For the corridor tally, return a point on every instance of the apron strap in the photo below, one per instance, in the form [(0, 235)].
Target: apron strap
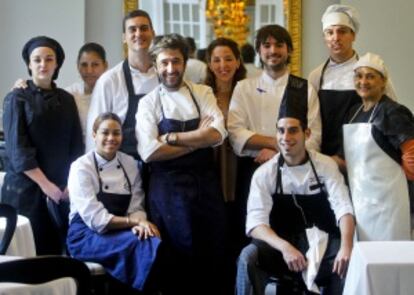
[(99, 175)]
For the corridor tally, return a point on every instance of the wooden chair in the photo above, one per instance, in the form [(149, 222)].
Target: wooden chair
[(10, 214), (60, 216)]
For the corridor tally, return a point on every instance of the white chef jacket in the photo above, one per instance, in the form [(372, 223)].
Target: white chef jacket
[(254, 108), (83, 185), (82, 101), (176, 105), (195, 71), (340, 76), (297, 180), (110, 94)]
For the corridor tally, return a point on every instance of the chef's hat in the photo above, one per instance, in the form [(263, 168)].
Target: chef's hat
[(373, 61), (344, 15)]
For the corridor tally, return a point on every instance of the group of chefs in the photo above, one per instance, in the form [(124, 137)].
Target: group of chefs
[(295, 140)]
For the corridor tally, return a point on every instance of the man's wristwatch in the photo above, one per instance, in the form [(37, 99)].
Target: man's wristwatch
[(172, 138)]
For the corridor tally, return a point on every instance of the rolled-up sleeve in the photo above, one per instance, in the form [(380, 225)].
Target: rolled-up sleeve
[(260, 200), (314, 120), (209, 107), (84, 200), (147, 127), (237, 120), (19, 148)]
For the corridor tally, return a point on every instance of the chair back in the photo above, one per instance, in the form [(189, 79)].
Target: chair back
[(10, 214), (42, 269)]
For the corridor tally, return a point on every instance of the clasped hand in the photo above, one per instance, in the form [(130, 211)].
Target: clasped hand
[(145, 229)]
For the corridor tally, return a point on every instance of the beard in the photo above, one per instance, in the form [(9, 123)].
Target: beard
[(278, 66), (171, 82)]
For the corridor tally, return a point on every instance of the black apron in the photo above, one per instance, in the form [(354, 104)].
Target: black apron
[(290, 216), (129, 141), (116, 204), (50, 119), (292, 213), (296, 88), (186, 203), (334, 106)]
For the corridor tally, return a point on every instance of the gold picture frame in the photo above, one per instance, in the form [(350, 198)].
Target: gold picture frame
[(128, 6), (293, 16)]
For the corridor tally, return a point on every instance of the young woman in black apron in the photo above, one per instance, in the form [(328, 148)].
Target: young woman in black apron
[(43, 136)]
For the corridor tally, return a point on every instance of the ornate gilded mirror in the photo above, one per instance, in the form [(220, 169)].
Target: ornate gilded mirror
[(290, 16)]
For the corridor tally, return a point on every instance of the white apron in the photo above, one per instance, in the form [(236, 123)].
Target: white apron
[(378, 186)]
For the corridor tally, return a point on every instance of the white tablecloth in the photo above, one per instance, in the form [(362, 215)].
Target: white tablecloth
[(22, 243), (63, 286), (381, 268)]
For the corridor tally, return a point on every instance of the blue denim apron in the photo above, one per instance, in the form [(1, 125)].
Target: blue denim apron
[(120, 252), (186, 203)]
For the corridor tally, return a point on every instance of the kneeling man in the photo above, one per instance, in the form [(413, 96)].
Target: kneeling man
[(298, 209)]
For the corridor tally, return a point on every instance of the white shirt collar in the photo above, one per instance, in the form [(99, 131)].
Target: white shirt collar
[(279, 81), (352, 60), (102, 162)]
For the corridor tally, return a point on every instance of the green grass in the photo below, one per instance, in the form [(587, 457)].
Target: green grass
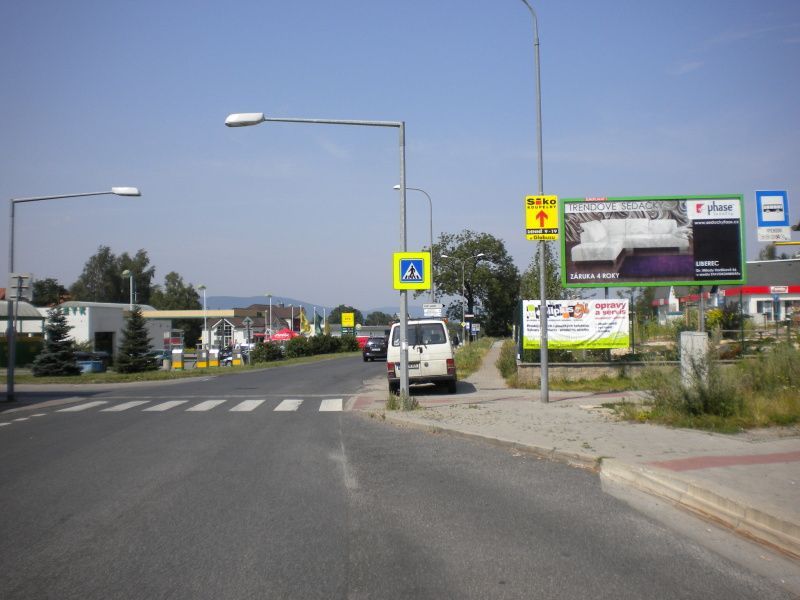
[(469, 356), (114, 377)]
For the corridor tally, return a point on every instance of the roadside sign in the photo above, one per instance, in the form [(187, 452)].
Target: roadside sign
[(411, 270), (432, 310), (773, 208), (541, 217)]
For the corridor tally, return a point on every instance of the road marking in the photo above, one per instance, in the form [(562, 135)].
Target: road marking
[(124, 406), (247, 405), (165, 406), (331, 405), (289, 405), (203, 406), (83, 406)]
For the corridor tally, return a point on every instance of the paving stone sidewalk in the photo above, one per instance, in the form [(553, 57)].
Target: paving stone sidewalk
[(748, 481)]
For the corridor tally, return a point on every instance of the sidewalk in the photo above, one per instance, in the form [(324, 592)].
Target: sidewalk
[(749, 482)]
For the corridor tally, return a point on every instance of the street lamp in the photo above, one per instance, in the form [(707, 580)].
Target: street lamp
[(128, 273), (245, 119), (543, 244), (202, 288), (430, 221), (270, 317), (11, 332), (479, 256)]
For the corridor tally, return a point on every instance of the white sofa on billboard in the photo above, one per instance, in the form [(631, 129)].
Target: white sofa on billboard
[(605, 240)]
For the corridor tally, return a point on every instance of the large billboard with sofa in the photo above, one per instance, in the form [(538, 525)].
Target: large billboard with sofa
[(652, 241)]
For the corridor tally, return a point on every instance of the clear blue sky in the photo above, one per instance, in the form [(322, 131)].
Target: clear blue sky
[(639, 98)]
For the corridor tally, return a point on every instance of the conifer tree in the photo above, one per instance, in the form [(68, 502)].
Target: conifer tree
[(135, 351), (58, 355)]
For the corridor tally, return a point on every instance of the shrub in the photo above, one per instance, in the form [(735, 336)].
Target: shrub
[(268, 352)]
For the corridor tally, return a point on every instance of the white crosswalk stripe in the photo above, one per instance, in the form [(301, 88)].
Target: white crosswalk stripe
[(86, 406), (165, 406), (247, 406), (332, 405), (124, 406), (204, 406), (289, 404)]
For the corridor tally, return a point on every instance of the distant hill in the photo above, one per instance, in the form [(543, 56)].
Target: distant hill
[(229, 302)]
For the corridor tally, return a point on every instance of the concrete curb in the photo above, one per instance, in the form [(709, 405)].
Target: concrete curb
[(745, 520)]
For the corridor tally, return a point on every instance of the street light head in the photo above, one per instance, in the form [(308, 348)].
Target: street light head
[(126, 191), (244, 119)]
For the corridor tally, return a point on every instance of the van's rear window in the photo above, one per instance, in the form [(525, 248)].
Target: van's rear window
[(422, 334)]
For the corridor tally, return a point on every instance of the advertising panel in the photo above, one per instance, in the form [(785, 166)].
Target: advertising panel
[(649, 241), (577, 324)]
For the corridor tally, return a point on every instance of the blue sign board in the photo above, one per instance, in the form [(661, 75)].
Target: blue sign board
[(773, 208)]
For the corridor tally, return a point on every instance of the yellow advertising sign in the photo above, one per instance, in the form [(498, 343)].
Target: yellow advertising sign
[(541, 217), (412, 270)]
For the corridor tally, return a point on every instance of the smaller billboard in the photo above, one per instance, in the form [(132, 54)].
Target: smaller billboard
[(652, 241), (577, 324)]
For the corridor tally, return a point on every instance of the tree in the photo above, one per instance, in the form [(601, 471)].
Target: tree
[(58, 355), (102, 280), (176, 295), (336, 314), (48, 292), (490, 282), (135, 351), (379, 318)]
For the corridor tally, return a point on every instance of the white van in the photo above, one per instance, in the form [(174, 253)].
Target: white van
[(430, 355)]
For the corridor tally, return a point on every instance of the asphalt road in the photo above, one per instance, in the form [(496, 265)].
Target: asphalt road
[(262, 503)]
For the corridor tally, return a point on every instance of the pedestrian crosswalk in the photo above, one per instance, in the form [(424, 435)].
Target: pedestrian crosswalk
[(218, 404)]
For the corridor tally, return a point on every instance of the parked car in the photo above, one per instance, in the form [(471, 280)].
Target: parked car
[(374, 348), (431, 358)]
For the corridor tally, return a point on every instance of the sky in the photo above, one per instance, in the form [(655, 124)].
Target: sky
[(639, 98)]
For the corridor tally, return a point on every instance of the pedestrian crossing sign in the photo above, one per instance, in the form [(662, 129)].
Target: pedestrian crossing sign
[(412, 270)]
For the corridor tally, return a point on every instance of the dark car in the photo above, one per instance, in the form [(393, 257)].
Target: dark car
[(374, 348)]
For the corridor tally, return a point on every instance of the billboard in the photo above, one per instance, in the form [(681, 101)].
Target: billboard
[(652, 241), (577, 324)]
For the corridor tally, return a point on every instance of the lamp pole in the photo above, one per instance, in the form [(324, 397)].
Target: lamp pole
[(246, 119), (129, 274), (543, 354), (202, 287), (11, 333), (430, 223)]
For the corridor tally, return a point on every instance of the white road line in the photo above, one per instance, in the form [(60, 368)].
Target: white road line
[(83, 406), (331, 405), (289, 405), (165, 406), (247, 406), (203, 406), (124, 406)]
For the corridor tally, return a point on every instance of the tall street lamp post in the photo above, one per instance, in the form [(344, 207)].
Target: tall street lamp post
[(479, 256), (202, 288), (129, 274), (430, 223), (11, 333), (245, 119), (542, 244)]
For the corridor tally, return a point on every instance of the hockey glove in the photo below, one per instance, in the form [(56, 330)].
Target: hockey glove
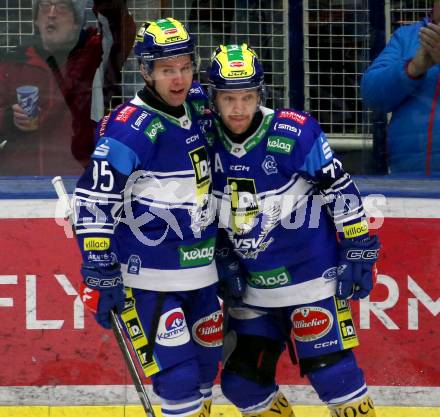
[(232, 283), (357, 266), (102, 291)]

Task to complete
Reproduce verbatim every line from the one containing "form [(9, 123)]." down to the one containing "[(278, 66), (171, 82)]", including both of those lines.

Task answer
For the corridor tally, return a point on every instance of the beard in the photo above, one per instance, in the form [(9, 123)].
Target: beard
[(278, 66), (171, 82)]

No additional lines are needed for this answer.